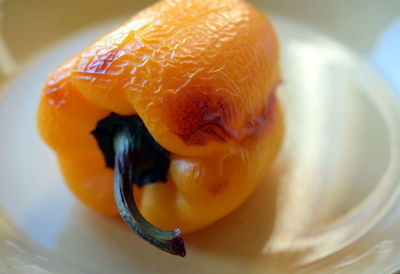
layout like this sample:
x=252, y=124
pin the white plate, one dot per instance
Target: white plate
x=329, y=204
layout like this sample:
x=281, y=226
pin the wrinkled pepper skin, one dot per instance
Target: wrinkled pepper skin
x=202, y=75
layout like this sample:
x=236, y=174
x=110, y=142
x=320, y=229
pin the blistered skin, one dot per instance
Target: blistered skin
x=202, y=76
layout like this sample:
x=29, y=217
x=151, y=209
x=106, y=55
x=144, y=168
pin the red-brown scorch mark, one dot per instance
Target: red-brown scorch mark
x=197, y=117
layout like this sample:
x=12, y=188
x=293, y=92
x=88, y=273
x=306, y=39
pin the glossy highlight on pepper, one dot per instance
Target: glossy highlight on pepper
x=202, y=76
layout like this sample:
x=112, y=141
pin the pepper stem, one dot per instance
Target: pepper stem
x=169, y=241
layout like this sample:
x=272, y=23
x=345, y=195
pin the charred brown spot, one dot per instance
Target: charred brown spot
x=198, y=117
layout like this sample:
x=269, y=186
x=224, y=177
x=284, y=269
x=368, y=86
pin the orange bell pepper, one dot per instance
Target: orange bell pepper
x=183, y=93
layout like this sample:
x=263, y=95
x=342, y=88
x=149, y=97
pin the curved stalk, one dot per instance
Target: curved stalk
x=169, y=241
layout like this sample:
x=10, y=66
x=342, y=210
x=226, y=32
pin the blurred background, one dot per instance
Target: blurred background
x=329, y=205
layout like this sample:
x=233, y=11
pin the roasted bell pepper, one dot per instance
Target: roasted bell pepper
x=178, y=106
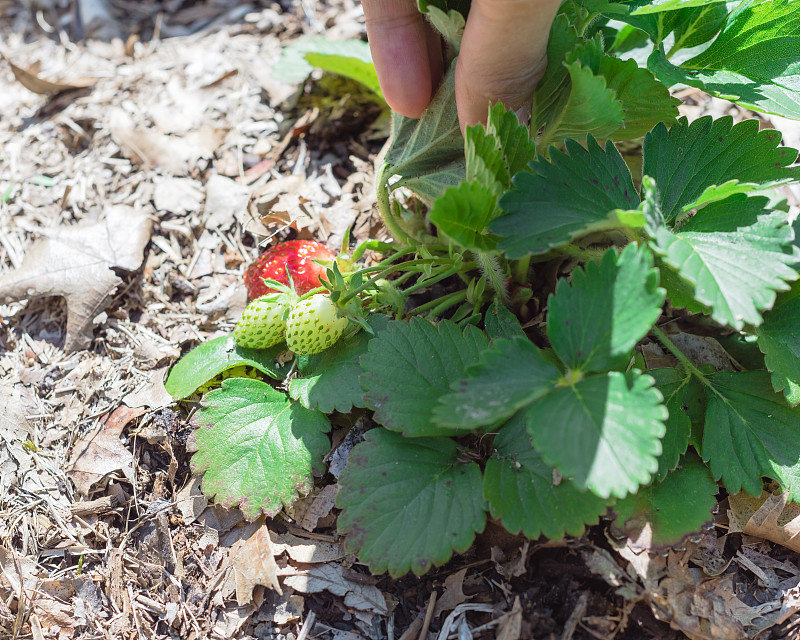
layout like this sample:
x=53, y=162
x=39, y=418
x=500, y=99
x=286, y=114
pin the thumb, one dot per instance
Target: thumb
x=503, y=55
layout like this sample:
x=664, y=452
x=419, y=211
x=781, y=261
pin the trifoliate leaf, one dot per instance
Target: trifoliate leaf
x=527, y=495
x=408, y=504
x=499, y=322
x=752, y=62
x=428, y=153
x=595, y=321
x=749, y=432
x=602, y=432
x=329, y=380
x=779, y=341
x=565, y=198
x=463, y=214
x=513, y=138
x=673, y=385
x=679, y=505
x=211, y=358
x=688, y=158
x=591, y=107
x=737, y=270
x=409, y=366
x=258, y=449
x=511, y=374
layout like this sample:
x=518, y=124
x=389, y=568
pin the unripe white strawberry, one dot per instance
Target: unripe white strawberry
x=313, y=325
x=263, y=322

--

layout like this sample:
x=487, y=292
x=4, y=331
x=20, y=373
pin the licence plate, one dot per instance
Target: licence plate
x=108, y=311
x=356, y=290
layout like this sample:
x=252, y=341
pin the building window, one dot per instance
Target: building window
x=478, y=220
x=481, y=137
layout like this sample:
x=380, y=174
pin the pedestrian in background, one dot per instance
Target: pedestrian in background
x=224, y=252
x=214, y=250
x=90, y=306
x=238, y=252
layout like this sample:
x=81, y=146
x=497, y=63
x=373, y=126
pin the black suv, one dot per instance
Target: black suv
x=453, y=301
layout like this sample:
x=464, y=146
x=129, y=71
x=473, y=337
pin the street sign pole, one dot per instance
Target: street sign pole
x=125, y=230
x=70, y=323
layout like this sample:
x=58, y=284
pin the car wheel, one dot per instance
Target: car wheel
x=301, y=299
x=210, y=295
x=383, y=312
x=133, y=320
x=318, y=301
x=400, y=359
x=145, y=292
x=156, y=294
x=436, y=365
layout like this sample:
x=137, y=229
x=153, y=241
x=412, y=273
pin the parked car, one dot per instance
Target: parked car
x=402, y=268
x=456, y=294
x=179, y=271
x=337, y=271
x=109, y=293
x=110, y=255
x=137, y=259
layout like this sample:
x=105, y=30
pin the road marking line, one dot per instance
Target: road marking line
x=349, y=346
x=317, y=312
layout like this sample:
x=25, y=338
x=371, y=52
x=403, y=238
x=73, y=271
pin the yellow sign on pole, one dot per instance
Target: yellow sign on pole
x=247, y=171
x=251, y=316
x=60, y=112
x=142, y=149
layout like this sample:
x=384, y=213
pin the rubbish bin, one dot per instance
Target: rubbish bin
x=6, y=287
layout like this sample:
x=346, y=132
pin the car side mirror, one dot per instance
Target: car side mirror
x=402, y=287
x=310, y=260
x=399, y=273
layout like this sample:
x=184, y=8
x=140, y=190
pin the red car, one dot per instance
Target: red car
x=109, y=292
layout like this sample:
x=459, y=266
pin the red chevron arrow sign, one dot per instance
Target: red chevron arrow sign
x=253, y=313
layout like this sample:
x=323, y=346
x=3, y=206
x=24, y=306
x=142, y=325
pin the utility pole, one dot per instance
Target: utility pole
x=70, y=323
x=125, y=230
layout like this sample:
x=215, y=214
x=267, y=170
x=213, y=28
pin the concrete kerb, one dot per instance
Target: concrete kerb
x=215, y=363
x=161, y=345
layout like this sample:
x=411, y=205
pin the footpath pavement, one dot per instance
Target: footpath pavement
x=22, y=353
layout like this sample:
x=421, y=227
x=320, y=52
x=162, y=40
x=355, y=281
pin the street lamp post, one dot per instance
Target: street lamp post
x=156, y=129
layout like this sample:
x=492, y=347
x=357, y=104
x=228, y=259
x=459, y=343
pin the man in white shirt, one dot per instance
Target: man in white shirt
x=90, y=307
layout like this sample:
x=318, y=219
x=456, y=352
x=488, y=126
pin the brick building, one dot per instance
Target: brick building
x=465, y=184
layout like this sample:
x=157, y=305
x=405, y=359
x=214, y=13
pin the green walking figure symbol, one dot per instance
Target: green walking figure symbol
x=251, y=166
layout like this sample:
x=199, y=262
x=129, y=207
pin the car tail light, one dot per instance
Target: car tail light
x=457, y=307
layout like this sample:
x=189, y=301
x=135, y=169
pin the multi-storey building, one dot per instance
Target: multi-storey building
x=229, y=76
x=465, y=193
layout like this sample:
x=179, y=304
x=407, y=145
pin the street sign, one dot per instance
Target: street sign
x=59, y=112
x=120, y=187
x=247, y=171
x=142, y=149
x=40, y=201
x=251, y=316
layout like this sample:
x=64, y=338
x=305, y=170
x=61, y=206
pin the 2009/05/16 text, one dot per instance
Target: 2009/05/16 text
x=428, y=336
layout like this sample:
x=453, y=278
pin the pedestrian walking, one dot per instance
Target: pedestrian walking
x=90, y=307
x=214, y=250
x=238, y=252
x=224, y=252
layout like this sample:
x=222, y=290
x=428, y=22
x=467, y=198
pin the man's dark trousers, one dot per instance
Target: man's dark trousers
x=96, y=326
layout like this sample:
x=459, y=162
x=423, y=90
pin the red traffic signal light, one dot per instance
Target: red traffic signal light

- [Given request] Count the lines in the items above that contain the string "building", treating uppercase and lowercase as different. Reply with the number only.

- [The response] 6